Anno di pubblicazione: 2018

Dedicato al tema delle scuole all’aperto, al crocevia tra storia sociale dell’infanzia, storia della legislazione a salvaguardia della medesima e storia dell’educazione «speciale», a favore dei soggetti più gracili, il volume si propone anzitutto di «tematizzare la questione», offrendo «nuovi ed aggiornati elementi di natura storiografica, in un settore tutto sommato poco sondato» (p. 16). Come si dichiara fin dalle prime pagine, è lo stesso oggetto della ricerca a sfuggire a uno sguardo ordinatore, talora compreso nel quadro della variegata vicenda dell’assistenza, più che non dell’istruzione in senso stretto, talaltra indagato, piuttosto, in relazione al processo di modernizzazione educativa (e didattica) del paese, all’interno di una vasta esigenza di rinnovamento teorico e pratico della scuola, teso a superare, dal secondo ’800 in avanti, schemi autoritari, magistrocentrici, centrati sulla passività dell’alunno «in un contesto con spazi e orari rigidi» (p. 13).

● Materiali dell'esercizio:
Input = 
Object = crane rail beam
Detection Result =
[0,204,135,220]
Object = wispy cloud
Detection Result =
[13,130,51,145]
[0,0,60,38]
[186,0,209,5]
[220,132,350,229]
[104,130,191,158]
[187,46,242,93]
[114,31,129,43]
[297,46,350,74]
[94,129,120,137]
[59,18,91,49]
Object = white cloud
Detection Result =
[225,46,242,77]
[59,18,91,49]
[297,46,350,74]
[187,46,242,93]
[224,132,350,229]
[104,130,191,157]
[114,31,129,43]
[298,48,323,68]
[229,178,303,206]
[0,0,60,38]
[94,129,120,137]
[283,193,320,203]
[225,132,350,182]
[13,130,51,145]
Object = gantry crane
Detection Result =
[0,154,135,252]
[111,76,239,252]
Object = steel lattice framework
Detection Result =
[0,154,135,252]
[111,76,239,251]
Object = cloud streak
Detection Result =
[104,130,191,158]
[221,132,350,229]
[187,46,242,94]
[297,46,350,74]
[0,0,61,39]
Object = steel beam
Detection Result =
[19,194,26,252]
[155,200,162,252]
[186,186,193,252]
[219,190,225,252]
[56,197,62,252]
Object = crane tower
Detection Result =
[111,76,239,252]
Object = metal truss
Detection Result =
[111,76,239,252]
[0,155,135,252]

● Esercizi da svolgere:
a) Secondo il testo sulle scuole all'aperto, che cosa si propone anzitutto il volume?
b) Riproduci fedelmente le righe dei record a partire da quella che contiene "Object = gantry crane" fino all'ultima riga dei record, entrambe comprese.

● Soluzioni degli esercizi:
a) Si propone di «tematizzare la questione», offrendo «nuovi ed aggiornati elementi di natura storiografica, in un settore tutto sommato poco sondato».

b)
Object = gantry crane
Detection Result =
[0,154,135,252]
[111,76,239,252]
Object = steel lattice framework
Detection Result =
[0,154,135,252]
[111,76,239,251]
Object = cloud streak
Detection Result =
[104,130,191,158]
[221,132,350,229]
[187,46,242,94]
[297,46,350,74]
[0,0,61,39]
Object = steel beam
Detection Result =
[19,194,26,252]
[155,200,162,252]
[186,186,193,252]
[219,190,225,252]
[56,197,62,252]
Object = crane tower
Detection Result =
[111,76,239,252]
Object = metal truss
Detection Result =
[111,76,239,252]
[0,155,135,252]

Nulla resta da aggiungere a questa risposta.